Reviews and Features

"This remarkable collection of essays and interviews explores the centrality of the concept of ‘ostranenie’ (‘making strange’) to cinema, the avant-garde, media and modernity from a range of perspectives: historical, theoretical, cognitive and psychoanalytic. Modernist ‘ostranenie’ was about the transformation of representation and perception at a time when film was new: the outstanding essays collected here open up this historical moment and reveal the continuing significance of the concept, for culture and for human cognition." - Laura Marcus, Goldsmith's Professor of English Literature, New College, Oxford University

Annie van den Oever (ed.)


On "Strangeness" and the Moving Image. The History, Reception, and Relevance of a Concept

Ostrannenie (‘making it strange’) has become one of the central concepts of modern artistic practice, ranging over movements including Dada, postmodernism, epic theatre, and science fiction, as well as our response to arts. Coined by the ‘Russian Formalist’ Viktor Shklovsky in 1917, ostrannenie has come to resonate deeply in Film Studies, where it entered into dialogue with the Brechtian concept of Verfremdung, the Freudian concept of the uncanny and Derrida's concept of différance.
Striking, provocative and incisive, the essays of the distinguished film scholars in this volume recall the range and depth of a concept that since 1917 changed the trajectory of theoretical inquiry.

APPLY WHAT YOU READ:
• a. Decide whether each statement agrees with the book passage, answering yes or no and quoting the words that settle it: (i) Shklovsky coined the concept in 1917; (ii) Laura Marcus edited the volume; (iii) in Film Studies the concept entered into dialogue with the Freudian uncanny.
• b. Reproduce the book passage word for word, starting at "Reviews and Features" and ending at "den Oever (ed.)".
The lines after this text come from a separate source.

EXCERPTED RECORDS:
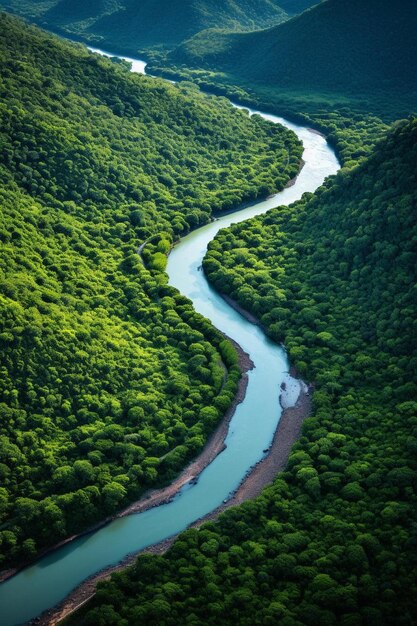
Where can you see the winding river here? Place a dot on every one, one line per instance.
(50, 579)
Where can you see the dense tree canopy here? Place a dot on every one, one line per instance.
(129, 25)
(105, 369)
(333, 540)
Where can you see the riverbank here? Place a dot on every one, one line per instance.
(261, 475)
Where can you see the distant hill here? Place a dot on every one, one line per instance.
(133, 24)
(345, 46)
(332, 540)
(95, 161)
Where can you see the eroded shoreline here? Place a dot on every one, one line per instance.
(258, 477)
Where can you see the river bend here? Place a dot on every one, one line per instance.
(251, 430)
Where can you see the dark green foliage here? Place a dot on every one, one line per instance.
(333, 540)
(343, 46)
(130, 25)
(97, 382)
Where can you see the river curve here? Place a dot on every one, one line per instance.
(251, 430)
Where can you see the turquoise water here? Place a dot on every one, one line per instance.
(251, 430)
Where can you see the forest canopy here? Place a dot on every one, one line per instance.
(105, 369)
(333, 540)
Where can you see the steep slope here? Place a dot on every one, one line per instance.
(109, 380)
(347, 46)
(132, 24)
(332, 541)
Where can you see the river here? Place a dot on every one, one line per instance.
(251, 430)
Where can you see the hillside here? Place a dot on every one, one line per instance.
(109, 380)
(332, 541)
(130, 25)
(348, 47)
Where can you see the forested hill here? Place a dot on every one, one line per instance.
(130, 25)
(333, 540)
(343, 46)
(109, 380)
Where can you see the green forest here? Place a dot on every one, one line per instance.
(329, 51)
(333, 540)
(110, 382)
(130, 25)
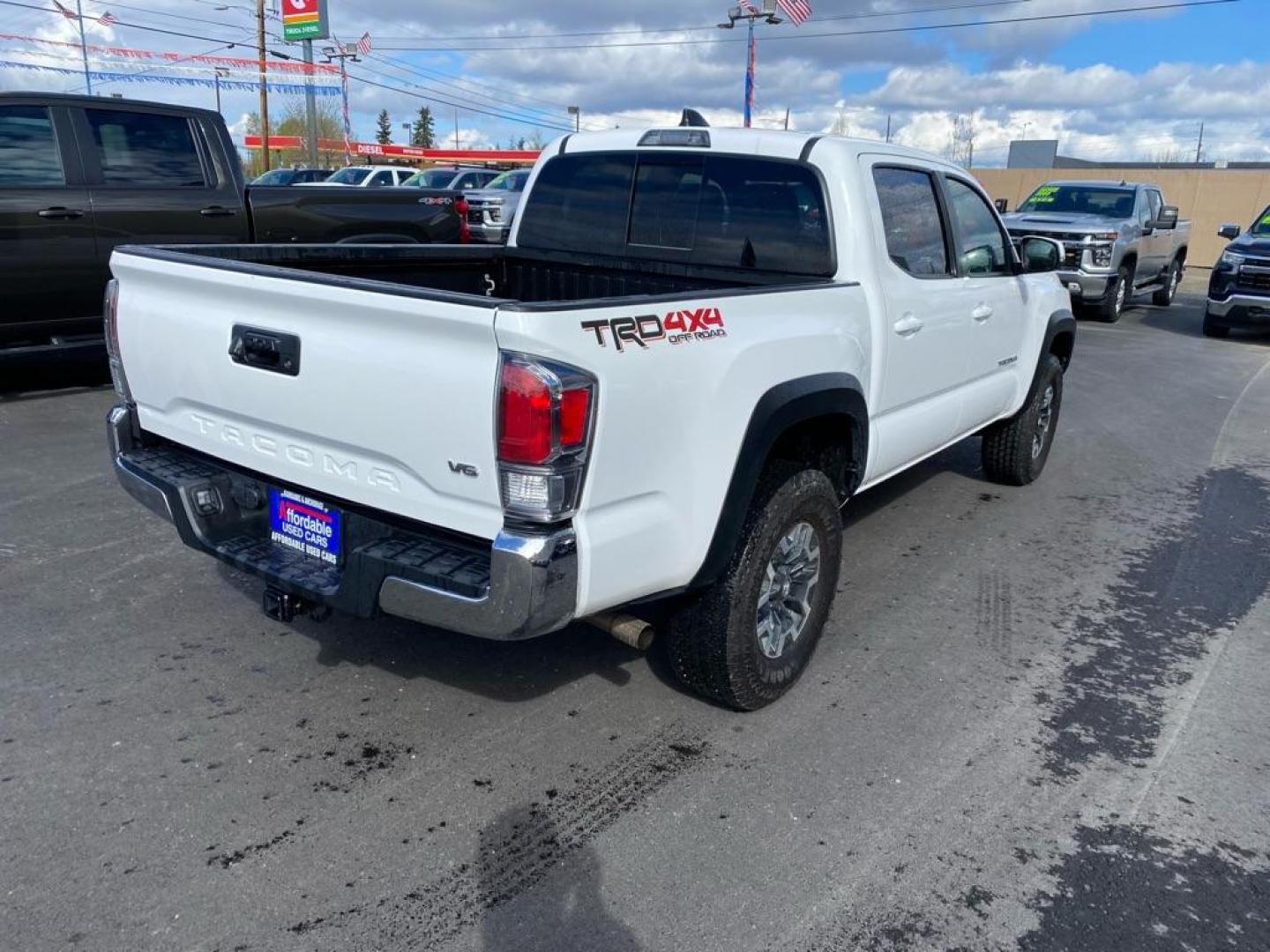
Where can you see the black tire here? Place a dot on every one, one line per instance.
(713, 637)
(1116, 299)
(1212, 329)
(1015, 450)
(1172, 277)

RESPONSES:
• a.
(i) Yes: "Coined by the ‘Russian Formalist’ Viktor Shklovsky in 1917"
(ii) No: "Annie van den Oever (ed.)"
(iii) Yes: "it entered into dialogue with the Brechtian concept of Verfremdung, the Freudian concept of the uncanny"

• b.
Reviews and Features

"This remarkable collection of essays and interviews explores the centrality of the concept of ‘ostranenie’ (‘making strange’) to cinema, the avant-garde, media and modernity from a range of perspectives: historical, theoretical, cognitive and psychoanalytic. Modernist ‘ostranenie’ was about the transformation of representation and perception at a time when film was new: the outstanding essays collected here open up this historical moment and reveal the continuing significance of the concept, for culture and for human cognition." - Laura Marcus, Goldsmith's Professor of English Literature, New College, Oxford University

Annie van den Oever (ed.)